→ Problem details: Find each line in the records below that contains the word "nose", and copy every such line out in full.

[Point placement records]
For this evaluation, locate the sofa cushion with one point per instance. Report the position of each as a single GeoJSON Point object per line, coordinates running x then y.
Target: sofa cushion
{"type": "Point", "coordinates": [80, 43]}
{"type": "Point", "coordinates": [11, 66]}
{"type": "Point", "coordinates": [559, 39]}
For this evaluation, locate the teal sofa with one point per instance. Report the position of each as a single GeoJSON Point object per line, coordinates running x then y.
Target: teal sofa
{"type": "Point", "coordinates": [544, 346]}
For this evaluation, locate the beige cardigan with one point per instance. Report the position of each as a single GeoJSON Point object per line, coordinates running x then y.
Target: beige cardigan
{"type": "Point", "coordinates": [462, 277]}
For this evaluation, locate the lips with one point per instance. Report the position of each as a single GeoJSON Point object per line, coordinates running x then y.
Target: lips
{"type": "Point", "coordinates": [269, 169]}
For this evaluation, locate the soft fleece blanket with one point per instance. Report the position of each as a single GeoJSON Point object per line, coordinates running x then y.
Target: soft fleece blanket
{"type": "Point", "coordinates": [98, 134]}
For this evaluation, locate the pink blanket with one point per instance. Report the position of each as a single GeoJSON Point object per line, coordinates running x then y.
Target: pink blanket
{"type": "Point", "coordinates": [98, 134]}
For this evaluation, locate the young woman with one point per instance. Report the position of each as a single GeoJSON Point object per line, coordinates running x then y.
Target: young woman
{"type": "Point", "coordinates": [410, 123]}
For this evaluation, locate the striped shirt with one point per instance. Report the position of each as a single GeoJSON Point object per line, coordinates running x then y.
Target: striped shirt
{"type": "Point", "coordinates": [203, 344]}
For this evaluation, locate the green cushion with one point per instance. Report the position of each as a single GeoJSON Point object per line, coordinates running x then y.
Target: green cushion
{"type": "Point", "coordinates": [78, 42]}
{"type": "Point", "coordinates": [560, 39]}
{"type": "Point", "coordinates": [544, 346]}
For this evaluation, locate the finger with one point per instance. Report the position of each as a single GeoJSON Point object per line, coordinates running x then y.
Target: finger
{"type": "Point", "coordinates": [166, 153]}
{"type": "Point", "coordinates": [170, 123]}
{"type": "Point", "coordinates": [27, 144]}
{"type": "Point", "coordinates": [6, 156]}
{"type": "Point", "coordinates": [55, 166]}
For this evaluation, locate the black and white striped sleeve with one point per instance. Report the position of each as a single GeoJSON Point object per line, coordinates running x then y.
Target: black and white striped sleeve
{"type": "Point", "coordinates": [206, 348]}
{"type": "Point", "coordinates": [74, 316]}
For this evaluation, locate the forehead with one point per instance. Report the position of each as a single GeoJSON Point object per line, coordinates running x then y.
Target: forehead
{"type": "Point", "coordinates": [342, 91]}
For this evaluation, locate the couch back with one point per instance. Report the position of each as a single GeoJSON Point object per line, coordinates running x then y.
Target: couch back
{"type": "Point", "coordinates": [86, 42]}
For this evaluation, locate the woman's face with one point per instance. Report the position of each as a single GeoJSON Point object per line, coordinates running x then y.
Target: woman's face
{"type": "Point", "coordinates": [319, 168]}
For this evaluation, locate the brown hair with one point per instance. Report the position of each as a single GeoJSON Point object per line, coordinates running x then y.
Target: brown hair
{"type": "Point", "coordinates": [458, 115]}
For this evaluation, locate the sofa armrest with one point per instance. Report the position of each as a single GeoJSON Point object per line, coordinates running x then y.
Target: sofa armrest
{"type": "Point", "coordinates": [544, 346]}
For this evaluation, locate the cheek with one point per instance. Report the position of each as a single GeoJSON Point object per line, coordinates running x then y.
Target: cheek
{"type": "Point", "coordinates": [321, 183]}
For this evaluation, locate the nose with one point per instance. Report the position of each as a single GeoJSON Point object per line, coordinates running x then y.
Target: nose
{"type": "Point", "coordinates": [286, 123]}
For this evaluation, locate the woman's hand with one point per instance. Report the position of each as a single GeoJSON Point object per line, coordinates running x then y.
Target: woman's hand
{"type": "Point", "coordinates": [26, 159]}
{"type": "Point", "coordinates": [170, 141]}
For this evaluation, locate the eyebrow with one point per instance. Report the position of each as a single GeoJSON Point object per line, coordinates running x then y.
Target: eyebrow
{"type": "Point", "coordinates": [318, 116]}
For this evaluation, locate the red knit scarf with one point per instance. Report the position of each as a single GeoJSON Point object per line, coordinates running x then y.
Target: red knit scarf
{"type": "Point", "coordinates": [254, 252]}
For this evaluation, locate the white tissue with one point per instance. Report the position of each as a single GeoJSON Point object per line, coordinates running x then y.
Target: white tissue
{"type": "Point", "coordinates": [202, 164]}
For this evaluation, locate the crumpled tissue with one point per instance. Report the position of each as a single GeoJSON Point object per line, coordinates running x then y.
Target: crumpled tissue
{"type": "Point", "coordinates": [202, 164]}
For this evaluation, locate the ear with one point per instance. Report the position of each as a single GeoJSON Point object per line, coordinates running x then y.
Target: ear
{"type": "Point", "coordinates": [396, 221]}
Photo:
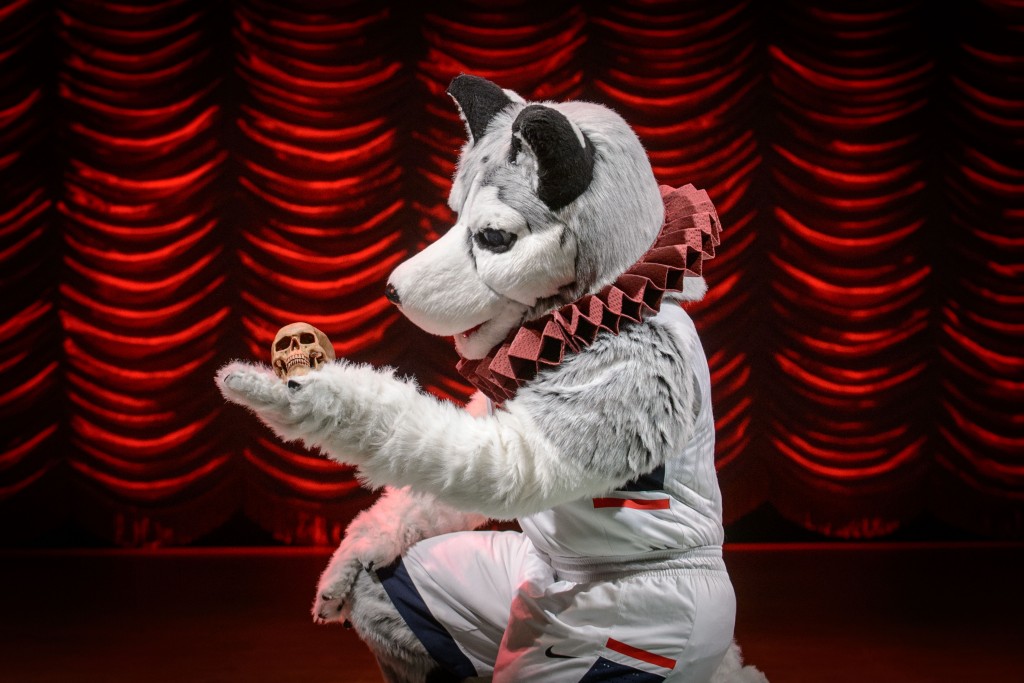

→ Result of this task:
For this evaluation, locate the nose with one point per instance. Report the position of each as a single GeoJSON Point object per line, coordinates running x then y.
Target: nose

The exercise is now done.